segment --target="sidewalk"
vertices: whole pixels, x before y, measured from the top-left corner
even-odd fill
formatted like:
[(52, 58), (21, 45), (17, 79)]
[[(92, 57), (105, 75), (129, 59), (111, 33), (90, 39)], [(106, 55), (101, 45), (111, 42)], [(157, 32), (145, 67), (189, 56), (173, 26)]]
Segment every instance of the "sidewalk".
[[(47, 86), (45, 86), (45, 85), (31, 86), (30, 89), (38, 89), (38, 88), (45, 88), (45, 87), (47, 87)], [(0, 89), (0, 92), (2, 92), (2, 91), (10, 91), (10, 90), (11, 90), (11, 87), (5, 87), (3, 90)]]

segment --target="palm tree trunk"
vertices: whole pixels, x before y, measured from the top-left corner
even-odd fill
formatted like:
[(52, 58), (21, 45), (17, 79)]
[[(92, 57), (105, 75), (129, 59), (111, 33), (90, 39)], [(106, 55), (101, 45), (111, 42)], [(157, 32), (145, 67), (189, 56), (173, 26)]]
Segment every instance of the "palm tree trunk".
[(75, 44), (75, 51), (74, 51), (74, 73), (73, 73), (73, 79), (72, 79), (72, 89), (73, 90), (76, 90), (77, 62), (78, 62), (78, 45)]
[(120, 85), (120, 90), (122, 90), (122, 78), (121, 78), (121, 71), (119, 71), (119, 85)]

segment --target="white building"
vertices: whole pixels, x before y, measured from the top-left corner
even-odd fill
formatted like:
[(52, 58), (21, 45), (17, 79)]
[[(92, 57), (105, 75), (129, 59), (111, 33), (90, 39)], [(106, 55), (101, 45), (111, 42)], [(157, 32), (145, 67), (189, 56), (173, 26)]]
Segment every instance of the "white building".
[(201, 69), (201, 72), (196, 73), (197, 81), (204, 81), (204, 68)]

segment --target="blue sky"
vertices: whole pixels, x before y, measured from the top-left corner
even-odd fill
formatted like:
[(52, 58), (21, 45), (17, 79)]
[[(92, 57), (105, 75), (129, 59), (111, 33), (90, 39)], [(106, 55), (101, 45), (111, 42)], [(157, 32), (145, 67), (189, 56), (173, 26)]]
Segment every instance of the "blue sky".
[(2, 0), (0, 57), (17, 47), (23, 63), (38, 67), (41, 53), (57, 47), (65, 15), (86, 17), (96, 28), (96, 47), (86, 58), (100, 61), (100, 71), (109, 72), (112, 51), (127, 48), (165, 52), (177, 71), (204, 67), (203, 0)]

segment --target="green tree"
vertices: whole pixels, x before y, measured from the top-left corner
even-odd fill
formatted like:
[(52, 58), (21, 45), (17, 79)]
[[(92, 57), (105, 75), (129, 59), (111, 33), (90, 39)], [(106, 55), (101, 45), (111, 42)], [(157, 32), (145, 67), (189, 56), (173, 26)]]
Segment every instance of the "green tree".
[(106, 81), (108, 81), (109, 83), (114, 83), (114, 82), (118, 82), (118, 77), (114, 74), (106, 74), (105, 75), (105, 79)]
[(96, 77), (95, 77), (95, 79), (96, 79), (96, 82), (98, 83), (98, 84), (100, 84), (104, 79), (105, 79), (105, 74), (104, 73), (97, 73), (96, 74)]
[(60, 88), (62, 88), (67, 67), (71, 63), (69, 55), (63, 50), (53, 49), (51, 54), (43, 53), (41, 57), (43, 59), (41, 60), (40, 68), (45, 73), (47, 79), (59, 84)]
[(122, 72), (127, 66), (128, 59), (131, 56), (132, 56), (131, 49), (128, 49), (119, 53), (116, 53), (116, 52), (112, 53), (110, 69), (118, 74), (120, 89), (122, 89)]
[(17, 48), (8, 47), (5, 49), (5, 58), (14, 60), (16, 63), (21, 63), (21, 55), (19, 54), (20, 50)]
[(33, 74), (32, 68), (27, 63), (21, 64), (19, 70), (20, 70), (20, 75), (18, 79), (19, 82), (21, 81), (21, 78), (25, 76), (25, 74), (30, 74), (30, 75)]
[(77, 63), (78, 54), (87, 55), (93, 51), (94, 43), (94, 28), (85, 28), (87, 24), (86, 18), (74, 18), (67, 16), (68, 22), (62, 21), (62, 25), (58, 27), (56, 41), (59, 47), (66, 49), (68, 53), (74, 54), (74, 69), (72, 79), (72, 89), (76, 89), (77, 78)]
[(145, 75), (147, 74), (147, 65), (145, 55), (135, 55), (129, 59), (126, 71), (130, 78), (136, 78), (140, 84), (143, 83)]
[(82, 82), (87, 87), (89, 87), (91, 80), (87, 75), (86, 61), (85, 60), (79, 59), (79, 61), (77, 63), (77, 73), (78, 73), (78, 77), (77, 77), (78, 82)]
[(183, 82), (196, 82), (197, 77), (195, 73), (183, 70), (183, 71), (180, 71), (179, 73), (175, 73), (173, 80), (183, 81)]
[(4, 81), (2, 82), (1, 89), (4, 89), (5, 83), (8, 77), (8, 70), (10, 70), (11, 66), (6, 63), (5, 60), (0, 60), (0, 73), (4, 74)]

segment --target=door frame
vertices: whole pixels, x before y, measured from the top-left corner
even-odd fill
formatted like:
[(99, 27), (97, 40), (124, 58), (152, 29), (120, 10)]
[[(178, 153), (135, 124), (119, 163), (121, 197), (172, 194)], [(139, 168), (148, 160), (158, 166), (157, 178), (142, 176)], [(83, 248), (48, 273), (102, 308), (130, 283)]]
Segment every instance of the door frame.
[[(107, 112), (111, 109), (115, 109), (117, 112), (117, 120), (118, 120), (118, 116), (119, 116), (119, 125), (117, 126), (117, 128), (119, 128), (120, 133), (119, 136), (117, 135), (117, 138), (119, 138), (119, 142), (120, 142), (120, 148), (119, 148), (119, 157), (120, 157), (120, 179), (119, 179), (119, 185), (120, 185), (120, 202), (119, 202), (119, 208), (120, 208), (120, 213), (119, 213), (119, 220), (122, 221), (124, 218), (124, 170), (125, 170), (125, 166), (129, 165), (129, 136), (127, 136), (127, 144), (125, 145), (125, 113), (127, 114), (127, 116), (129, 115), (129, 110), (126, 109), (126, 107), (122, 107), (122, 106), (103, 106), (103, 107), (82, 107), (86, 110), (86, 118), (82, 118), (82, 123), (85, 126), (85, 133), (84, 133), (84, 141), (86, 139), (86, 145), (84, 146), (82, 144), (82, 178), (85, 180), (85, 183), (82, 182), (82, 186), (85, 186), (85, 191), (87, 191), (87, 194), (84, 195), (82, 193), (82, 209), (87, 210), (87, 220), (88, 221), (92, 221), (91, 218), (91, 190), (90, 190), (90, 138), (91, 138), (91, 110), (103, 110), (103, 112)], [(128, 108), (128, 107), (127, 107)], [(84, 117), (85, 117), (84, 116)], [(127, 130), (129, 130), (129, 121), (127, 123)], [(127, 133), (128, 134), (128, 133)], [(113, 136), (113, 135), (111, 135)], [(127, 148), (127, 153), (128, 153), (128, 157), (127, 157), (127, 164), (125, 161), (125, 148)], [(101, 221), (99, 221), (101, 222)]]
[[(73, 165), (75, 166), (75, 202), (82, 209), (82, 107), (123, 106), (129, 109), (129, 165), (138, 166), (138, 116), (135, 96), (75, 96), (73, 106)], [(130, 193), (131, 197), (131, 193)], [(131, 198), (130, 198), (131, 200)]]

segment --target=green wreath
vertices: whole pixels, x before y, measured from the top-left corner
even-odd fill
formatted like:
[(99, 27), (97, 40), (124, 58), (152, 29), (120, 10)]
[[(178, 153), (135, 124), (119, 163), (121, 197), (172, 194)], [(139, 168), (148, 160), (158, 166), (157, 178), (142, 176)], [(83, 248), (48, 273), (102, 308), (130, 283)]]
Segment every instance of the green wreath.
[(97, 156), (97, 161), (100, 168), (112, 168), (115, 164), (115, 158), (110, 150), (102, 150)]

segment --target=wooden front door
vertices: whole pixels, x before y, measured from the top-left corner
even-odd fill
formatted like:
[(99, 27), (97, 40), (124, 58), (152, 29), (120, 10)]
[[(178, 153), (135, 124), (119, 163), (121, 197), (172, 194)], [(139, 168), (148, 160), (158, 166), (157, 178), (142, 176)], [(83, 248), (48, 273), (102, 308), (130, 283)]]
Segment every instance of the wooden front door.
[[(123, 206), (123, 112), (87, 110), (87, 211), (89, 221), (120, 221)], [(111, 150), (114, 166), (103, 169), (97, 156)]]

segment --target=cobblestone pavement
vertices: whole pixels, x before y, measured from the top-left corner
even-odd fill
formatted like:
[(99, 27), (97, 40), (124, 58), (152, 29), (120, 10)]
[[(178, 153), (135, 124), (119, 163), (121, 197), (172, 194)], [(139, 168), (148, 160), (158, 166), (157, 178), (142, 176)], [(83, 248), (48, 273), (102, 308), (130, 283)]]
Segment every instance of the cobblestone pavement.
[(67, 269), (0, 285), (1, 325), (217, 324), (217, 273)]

__________

Edit the data from the line holding "segment --target=cobblestone pavement" through the end of the data, inclusive, and give those lines again with "even-odd" changed to "nonzero" and everything else left the same.

### Expected output
segment --target=cobblestone pavement
vertices: whole pixels, x before y, measured from the top-left corner
nonzero fill
formatted like:
[(99, 27), (97, 40), (124, 58), (152, 29), (120, 10)]
[[(178, 153), (135, 124), (119, 163), (121, 197), (172, 194)], [(139, 168), (148, 160), (158, 166), (157, 178), (142, 176)], [(83, 248), (48, 273), (102, 308), (130, 283)]]
Segment every instance of the cobblestone pavement.
[(67, 269), (0, 285), (1, 325), (217, 324), (217, 273)]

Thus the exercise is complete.